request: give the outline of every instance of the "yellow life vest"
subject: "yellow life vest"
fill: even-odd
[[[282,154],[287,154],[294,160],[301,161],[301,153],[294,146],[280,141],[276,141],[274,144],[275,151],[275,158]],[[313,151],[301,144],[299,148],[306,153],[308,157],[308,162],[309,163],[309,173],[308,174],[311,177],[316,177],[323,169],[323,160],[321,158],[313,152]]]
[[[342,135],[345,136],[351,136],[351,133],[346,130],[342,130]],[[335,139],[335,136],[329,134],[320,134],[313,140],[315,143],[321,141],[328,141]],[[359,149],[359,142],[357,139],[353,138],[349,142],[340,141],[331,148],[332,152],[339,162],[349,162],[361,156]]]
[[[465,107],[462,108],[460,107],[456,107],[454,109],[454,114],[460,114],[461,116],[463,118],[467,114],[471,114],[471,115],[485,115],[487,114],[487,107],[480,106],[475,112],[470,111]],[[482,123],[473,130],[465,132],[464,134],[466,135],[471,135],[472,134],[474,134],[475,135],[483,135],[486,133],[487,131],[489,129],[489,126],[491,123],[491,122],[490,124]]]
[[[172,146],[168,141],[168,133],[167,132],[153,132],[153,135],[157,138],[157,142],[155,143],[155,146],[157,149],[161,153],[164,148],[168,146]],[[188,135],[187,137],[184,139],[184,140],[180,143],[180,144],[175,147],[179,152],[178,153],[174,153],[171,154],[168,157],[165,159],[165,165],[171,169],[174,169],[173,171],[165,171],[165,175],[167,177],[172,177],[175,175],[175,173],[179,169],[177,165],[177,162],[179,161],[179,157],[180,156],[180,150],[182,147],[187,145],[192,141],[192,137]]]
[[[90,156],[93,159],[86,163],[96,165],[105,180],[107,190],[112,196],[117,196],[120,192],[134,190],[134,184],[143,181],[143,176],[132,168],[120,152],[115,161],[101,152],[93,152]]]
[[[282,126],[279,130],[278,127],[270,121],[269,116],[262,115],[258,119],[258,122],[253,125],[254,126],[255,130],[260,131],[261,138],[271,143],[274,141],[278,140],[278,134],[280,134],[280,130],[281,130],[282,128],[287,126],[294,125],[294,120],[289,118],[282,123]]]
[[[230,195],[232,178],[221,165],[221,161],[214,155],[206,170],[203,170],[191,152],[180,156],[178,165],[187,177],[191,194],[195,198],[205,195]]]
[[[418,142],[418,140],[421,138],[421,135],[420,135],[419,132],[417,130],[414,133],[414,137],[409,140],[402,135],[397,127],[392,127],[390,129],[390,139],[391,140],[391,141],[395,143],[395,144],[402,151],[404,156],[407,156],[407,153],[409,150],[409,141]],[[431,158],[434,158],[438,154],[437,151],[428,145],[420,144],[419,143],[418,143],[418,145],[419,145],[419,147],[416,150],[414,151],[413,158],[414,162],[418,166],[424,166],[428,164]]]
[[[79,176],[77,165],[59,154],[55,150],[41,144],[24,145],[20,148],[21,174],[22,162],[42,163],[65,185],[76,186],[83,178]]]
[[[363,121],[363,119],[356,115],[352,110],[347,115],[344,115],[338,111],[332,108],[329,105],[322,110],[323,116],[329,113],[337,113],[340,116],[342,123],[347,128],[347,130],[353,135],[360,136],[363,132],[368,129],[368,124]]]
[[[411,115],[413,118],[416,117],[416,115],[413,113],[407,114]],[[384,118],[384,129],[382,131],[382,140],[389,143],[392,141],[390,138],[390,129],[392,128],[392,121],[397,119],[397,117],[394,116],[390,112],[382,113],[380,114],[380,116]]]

------------------------------

Proszę zapisać jako listę JSON ciągów znaków wiersze od początku materiału do wiersza z „fill: even-odd” włącznie. Każdy wiersz ma być osobnym ciągiem, a puste wiersze należy pominąć.

» **Rozwiązanie zadania**:
[
  "request: give the outline of every instance of the \"yellow life vest\"",
  "subject: \"yellow life vest\"",
  "fill: even-odd"
]